> **CHALLENGE**:
In the listing below, find the line containing "In this picture, where can the train". Write out that line and every line after it to the end, exactly and only those.

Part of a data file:
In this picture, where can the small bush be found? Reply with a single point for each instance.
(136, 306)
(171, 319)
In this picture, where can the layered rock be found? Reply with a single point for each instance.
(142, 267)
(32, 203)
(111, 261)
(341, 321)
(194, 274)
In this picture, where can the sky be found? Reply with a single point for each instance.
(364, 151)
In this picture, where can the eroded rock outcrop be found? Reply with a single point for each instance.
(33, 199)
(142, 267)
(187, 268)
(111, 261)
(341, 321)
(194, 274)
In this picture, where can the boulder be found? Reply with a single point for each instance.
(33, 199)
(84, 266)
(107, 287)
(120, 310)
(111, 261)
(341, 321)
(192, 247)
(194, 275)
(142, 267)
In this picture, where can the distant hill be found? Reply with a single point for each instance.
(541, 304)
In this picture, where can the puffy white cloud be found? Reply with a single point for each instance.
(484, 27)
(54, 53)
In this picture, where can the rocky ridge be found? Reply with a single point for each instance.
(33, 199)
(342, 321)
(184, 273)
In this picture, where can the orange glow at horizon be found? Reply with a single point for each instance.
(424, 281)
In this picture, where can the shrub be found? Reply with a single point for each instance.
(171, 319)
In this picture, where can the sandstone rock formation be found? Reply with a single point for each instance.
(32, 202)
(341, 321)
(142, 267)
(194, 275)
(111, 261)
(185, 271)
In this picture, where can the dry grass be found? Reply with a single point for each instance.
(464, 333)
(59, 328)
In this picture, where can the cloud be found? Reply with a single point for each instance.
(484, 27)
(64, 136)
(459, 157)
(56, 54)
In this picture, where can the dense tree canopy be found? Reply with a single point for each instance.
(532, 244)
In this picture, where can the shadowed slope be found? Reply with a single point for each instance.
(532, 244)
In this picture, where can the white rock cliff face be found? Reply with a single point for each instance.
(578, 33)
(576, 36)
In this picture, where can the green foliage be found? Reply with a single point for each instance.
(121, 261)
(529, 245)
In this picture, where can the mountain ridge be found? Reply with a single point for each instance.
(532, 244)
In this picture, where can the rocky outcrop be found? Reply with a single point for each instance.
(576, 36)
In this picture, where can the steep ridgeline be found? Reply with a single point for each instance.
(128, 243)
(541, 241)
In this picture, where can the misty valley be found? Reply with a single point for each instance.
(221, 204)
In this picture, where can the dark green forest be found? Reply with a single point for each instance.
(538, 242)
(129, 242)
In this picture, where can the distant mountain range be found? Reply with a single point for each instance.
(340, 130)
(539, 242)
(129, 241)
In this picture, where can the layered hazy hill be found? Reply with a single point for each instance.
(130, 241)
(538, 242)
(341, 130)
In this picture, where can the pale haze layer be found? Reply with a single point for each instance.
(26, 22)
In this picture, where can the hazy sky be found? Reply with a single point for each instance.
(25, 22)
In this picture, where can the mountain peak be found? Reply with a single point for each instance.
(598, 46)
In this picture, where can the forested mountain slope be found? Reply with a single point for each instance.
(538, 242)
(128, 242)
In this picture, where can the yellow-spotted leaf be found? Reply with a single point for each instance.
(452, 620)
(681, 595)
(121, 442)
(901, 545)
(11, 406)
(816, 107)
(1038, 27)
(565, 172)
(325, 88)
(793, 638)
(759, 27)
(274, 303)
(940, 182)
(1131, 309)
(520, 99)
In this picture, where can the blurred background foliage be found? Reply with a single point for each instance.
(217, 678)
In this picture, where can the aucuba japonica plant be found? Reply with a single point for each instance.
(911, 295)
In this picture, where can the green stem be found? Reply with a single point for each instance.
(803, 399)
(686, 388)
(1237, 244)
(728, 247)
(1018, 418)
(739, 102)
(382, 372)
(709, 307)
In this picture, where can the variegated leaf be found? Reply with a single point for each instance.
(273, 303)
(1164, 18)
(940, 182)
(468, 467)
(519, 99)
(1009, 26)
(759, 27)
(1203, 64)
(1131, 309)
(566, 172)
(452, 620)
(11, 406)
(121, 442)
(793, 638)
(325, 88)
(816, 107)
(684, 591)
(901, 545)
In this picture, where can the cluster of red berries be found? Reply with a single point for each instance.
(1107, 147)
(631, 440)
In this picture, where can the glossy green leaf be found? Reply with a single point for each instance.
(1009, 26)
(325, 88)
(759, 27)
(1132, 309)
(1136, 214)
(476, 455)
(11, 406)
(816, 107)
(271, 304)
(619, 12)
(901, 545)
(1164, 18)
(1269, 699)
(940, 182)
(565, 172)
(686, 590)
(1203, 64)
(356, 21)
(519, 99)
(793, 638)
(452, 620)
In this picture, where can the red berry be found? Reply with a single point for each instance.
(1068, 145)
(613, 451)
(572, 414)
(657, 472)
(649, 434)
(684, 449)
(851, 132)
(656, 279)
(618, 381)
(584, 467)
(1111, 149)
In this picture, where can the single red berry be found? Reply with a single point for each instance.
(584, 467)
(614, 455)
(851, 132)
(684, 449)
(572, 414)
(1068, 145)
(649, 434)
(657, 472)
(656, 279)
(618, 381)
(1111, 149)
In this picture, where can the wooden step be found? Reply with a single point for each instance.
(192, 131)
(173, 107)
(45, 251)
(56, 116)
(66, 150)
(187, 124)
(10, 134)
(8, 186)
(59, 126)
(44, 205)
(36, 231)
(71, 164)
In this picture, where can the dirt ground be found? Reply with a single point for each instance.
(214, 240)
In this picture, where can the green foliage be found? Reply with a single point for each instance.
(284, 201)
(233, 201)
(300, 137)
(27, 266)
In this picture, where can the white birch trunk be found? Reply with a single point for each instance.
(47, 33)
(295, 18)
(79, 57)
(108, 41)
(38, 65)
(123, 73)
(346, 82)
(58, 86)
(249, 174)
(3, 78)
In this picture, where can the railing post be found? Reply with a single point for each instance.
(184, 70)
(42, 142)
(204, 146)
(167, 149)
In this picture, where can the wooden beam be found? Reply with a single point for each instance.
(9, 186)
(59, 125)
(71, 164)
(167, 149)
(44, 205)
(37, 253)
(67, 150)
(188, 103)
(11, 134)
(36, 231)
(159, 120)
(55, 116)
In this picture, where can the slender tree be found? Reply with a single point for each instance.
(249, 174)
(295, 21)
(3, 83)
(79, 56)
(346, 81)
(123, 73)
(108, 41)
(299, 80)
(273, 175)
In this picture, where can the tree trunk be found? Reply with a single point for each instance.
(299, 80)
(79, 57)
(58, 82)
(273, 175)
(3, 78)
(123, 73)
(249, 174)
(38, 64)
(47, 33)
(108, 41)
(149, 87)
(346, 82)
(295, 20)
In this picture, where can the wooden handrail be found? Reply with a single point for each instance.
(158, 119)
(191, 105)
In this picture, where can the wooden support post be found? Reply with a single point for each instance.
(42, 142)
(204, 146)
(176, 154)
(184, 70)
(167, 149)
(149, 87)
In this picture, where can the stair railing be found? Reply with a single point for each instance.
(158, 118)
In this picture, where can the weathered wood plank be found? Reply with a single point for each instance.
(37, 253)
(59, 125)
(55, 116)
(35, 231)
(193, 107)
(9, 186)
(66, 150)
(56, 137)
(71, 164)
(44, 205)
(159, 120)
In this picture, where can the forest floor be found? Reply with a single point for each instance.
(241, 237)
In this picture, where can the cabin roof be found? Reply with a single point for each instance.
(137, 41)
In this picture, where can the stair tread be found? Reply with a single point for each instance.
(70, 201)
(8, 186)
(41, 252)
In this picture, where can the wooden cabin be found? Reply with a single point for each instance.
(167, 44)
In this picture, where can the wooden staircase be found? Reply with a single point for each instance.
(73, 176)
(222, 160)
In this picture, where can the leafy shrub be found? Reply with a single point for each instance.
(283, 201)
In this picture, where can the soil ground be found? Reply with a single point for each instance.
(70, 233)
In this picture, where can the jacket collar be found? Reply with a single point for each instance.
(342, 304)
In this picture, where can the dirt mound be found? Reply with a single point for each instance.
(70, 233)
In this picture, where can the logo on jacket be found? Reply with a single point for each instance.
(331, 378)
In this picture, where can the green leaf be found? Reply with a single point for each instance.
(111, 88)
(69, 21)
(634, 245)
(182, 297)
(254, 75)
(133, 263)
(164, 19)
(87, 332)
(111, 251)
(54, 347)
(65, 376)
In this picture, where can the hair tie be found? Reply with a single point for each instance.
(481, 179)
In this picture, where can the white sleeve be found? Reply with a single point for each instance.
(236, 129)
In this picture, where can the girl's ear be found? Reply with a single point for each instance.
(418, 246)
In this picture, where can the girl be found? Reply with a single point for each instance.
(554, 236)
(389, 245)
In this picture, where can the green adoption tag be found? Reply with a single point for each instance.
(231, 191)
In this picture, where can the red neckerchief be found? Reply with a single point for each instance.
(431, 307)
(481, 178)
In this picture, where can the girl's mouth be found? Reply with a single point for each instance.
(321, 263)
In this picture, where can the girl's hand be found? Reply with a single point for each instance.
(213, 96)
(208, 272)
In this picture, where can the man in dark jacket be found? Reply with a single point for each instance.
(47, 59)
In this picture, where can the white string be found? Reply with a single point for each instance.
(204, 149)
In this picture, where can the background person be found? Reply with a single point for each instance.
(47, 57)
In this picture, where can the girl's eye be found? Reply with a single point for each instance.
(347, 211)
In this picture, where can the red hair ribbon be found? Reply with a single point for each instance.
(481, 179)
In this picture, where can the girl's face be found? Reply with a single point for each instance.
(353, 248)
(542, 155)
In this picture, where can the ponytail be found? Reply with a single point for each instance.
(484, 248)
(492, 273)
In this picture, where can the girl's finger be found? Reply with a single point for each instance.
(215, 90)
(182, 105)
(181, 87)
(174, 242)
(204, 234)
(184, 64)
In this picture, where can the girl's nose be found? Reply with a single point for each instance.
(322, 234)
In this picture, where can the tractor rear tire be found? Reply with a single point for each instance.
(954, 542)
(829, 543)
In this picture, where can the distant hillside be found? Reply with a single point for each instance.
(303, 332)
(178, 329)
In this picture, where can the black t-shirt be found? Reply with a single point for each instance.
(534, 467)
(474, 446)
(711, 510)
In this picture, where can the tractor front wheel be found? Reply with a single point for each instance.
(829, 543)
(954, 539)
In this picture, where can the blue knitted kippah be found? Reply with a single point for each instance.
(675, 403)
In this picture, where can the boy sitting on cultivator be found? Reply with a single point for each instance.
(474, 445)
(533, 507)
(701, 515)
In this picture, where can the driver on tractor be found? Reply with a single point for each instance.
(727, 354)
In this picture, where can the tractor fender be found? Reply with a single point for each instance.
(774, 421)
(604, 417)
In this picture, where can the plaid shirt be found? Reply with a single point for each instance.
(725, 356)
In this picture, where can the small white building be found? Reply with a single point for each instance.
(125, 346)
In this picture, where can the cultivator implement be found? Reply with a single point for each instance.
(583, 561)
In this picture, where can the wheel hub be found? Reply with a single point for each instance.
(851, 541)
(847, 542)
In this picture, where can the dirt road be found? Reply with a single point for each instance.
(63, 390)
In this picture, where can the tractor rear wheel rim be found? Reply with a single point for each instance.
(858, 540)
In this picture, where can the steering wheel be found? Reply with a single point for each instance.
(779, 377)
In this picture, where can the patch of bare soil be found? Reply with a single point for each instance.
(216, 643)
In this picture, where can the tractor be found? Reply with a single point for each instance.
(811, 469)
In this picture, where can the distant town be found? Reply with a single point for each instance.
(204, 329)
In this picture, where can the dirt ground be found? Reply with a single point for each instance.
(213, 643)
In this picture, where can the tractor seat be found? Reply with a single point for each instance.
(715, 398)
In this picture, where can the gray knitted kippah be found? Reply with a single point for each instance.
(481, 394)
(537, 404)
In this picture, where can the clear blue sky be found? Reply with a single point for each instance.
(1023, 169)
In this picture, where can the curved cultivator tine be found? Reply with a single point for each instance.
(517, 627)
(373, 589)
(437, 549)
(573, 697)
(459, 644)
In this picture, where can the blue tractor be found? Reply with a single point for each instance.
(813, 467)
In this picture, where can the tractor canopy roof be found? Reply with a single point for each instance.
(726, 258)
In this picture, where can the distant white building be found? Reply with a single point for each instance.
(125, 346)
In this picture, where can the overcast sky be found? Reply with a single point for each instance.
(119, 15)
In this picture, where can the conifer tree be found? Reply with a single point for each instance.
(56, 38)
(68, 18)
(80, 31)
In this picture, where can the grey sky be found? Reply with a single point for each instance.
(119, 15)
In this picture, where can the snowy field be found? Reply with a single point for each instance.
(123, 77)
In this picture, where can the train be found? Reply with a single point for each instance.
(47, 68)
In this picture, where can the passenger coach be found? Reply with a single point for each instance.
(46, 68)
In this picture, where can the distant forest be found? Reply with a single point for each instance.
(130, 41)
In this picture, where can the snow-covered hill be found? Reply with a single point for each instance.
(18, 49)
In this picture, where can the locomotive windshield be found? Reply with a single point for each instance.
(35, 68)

> **RESULT**:
In this picture, where can the train be found? Reply with a single point for each instance.
(47, 68)
In this picture, where can the passenger coach be found? Reply with a single point for each instance.
(46, 68)
In this picture, where can the distant forest be found? Reply with a single point for each instance.
(130, 41)
In this picture, where can the snow-covered hill be found? Reply with a single point for each instance.
(18, 49)
In this picture, where can the locomotive windshield be found? Reply with a single point for each instance.
(35, 68)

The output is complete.